BRANO DA ESAMINARE:
######
Ho un’agenzia di assicurazioni a Valleggia che mi prende tanto tempo. Prima il campo riuscivo a viverlo al meglio grazie all’obiettivo domenica e campionato. In questo momento è difficile starci fisicamente, ho preferito dedicarmi più alla famiglia avendo due figli piccoli. Sperando nell’inizio del prossimo campionato dopo l’estate sicuramente mi farò trovare pronto. In una maniera o nell’altra sono sempre presente sul territorio giocando per la squadra del paese in cui vivo e lavoro, questo per me è molto bello. Il lunedì mattina non mancano i tifosi che passano in ufficio per parlare di calcio.

  • Nel calcio di oggi secondo lei quanto è fattibile per un giovane che milita in Prima Categoria arrivare a giocare nei campionati superiori? Ritiene che la gavetta sia importante? 

La gavetta è importante, direi quasi fondamentale. Nel Quiliano & Valleggia ci sono veramente tanti giocatori che possono ambire a categorie superiori, tra l’altro tutti ragazzi del posto, e questo è ulteriore motivo di orgoglio. Tutto sta non tanto nelle caratteristiche atletiche ma soprattutto nella testa; per me la metà del giocatore è la mentalità. Qualità e doti tecniche non gli mancano, per cui se dal punto di vista mentale i ragazzi capiscono di poter ambire a campionati superiori la Prima Categoria inizia a stargli stretta.


  • Sfortunatamente il campionato è prossimo alla cancellazione. Sperando in una stagione 2021/2022 regolare e senza interruzioni, quali saranno gli obiettivi della squadra?
######
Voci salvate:
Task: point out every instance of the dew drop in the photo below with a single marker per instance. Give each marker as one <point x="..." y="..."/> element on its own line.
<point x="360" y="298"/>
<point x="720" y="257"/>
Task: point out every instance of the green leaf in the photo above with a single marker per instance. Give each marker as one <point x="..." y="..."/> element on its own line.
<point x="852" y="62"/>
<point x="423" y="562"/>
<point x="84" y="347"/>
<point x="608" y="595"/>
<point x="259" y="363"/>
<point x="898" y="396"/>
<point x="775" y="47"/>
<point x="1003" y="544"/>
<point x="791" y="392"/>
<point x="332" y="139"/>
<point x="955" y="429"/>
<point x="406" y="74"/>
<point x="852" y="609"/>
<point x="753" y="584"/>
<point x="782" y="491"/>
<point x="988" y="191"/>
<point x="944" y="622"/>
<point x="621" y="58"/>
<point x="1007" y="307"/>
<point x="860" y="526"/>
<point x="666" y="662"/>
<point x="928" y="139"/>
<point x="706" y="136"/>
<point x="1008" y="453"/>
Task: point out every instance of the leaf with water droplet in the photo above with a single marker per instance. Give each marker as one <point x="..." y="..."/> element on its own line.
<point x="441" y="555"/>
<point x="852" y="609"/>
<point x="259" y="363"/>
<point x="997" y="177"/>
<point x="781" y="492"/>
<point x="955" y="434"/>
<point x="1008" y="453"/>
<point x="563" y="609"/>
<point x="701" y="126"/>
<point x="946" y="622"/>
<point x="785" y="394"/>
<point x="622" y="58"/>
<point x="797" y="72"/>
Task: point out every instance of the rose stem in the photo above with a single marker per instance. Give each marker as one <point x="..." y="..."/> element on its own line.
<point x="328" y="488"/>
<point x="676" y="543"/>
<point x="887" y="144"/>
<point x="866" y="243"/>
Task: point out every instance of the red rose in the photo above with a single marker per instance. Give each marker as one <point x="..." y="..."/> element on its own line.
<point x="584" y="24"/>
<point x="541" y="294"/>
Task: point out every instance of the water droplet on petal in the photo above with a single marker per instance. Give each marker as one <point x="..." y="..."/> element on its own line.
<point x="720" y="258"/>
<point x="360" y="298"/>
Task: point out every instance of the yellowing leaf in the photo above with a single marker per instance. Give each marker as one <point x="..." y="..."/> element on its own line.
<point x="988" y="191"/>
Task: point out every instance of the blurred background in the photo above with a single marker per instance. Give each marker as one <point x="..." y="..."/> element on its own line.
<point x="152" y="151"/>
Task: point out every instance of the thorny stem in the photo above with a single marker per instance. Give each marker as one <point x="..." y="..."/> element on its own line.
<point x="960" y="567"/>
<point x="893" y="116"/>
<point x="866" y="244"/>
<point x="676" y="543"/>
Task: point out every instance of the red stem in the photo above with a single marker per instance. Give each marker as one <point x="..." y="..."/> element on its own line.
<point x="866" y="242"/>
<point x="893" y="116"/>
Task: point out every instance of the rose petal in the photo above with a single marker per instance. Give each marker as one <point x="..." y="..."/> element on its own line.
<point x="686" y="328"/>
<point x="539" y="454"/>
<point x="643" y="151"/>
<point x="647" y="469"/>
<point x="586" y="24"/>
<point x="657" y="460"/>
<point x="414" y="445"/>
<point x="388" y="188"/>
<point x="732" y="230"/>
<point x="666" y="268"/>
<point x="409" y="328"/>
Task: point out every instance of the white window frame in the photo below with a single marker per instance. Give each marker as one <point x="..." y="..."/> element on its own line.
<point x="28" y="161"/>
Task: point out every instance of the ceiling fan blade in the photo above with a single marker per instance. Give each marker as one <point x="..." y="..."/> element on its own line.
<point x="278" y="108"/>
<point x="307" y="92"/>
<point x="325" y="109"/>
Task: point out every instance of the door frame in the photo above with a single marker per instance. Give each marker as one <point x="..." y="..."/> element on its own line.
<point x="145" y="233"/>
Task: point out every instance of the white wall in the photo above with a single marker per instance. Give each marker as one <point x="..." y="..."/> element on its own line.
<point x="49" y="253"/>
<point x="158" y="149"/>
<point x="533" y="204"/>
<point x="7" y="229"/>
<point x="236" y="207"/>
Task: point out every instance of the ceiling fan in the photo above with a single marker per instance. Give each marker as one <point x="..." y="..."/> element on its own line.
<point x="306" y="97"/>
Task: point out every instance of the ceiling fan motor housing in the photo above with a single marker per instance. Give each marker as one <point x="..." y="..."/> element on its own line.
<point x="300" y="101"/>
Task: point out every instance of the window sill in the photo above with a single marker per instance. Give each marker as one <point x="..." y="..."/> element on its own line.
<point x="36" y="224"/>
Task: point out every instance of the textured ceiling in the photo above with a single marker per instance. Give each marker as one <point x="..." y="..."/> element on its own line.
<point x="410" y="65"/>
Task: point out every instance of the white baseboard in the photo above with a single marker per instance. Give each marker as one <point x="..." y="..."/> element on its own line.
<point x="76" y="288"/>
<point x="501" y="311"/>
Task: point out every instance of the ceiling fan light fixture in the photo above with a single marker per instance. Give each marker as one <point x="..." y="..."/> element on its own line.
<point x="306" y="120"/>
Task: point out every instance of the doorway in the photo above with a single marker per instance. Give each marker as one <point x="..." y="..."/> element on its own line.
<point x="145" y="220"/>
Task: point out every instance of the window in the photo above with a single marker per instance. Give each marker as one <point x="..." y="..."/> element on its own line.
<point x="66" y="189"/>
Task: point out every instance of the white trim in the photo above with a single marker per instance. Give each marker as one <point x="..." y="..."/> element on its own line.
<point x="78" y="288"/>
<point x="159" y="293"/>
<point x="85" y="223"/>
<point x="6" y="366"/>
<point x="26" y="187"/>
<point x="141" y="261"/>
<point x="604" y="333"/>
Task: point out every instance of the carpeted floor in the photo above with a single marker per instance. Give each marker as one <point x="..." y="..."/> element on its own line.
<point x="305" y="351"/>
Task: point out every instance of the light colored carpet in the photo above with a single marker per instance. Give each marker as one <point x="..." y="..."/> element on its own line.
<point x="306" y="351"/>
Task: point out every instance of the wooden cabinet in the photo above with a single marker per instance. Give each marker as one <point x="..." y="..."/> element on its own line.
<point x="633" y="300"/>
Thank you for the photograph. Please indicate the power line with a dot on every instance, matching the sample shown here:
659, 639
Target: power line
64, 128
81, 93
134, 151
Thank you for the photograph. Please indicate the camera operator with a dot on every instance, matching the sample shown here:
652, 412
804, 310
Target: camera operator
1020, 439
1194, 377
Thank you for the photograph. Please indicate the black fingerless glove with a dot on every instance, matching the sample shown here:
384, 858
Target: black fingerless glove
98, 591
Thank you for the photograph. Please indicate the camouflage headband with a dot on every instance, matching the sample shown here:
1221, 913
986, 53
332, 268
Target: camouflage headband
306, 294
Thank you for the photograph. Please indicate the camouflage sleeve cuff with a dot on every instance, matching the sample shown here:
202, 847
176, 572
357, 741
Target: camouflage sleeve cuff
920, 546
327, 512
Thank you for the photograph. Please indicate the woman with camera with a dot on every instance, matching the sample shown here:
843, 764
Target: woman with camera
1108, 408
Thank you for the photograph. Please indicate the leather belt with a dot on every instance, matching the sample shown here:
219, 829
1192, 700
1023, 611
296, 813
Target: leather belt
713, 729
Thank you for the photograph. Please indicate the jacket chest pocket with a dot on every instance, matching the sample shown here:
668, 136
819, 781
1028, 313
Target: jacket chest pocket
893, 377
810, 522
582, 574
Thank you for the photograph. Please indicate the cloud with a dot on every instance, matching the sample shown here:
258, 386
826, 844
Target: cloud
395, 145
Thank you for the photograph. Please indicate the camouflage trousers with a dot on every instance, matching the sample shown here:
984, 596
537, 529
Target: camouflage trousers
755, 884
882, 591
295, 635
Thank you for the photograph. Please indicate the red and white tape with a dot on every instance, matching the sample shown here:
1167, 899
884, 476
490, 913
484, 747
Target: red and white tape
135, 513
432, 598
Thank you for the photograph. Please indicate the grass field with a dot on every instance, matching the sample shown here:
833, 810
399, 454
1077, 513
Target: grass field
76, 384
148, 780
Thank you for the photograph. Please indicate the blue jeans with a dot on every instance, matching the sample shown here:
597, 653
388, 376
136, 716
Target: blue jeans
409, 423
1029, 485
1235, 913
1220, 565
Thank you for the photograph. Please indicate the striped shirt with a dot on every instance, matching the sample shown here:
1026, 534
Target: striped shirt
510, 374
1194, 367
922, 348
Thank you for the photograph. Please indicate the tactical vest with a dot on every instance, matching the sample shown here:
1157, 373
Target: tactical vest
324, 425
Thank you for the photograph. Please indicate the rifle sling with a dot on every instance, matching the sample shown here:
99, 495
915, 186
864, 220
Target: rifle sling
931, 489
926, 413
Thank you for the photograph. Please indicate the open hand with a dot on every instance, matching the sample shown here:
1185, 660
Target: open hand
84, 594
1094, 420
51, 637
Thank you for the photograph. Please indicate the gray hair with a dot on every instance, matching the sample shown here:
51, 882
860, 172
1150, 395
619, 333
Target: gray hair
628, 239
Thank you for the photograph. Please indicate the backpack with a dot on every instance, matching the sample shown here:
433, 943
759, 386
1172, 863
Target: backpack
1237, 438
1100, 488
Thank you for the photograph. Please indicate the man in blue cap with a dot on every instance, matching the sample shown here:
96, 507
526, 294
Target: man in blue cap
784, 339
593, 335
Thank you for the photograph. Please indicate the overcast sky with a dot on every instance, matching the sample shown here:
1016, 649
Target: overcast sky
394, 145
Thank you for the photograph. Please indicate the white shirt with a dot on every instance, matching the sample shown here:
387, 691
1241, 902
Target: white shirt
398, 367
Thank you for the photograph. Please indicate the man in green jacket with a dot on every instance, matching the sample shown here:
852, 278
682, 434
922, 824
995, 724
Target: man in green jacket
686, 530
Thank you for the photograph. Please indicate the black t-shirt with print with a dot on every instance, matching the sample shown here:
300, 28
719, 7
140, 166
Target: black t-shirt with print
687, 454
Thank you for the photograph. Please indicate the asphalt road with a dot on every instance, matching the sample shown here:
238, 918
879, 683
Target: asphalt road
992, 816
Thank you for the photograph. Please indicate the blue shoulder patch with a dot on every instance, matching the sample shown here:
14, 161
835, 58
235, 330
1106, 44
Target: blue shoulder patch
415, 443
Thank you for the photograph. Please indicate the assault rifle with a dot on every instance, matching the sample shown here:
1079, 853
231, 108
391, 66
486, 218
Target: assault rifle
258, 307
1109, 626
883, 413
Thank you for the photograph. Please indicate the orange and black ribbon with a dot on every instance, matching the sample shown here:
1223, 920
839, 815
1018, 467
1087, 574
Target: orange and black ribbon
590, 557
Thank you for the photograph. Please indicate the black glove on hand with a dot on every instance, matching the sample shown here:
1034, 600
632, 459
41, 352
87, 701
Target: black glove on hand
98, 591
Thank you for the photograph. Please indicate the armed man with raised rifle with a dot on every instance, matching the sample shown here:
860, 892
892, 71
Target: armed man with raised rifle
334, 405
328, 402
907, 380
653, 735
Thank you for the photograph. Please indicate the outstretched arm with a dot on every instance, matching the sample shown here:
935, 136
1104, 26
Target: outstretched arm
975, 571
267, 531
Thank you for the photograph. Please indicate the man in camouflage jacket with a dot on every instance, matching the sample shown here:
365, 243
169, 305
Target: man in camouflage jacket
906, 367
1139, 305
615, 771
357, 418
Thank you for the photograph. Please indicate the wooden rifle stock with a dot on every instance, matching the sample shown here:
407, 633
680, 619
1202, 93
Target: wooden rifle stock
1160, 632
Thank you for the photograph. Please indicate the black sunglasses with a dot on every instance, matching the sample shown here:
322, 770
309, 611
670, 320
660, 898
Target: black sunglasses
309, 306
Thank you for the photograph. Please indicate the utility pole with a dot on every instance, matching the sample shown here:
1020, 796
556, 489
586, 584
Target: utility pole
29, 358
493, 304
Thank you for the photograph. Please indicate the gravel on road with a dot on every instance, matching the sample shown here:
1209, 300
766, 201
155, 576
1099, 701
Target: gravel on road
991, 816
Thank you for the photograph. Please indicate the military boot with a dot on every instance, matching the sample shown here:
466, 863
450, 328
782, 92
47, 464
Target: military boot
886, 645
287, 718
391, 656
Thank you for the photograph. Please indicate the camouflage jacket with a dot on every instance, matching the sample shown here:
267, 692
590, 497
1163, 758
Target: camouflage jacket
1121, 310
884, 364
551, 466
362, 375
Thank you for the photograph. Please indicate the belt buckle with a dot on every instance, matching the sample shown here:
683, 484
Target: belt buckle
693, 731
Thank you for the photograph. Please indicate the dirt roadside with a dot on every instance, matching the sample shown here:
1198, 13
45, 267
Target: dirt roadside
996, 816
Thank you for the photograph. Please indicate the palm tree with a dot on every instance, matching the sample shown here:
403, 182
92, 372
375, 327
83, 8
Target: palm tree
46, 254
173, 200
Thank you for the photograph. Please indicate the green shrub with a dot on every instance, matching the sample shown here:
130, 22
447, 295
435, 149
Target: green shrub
######
COSA FARAI:
(1) Secondo l'intervista sul calcio, in quale località si trova l'agenzia di assicurazioni dell'intervistato?
(2) Prosegui l'intervista sul calcio a partire dall'ultima domanda.

RISPOSTE NUMERATE:
(1) A Valleggia.

(2)
Partendo dalla società immagino ci sia la volontà di riconfermare l’ossatura di quest’anno che ha fatto molto bene. Gli obiettivi saranno le posizioni importanti della classifica. Questa stagione avevamo iniziato bene; a parte la prima giornata abbiamo sempre portato a casa risultati importanti e aspiravamo alle prime quattro posizioni e di conseguenza ai playoff. L’anno prossimo le ambizioni rimarranno invariate.


  • Quale crede che sia il punto di forza del Q&V? 

Sempre il gruppo. Sembra una frase fatta ma è così. Il punto di forza delle squadre è sempre il collettivo, difficile parlare di singoli, soprattutto in Prima Categoria. I campionati non si vincono da soli, si vincono insieme, remando tutti verso la stessa direzione e lo stesso obiettivo. Quest’anno stavamo riuscendo in questo, e la cosa positiva di questa squadra è che oltre a qualche vecchietto, compreso il sottoscritto, è formata da ragazzi che si vedono anche fuori dal campo. È un gruppo di amici, qualcosa che va oltre il calcio.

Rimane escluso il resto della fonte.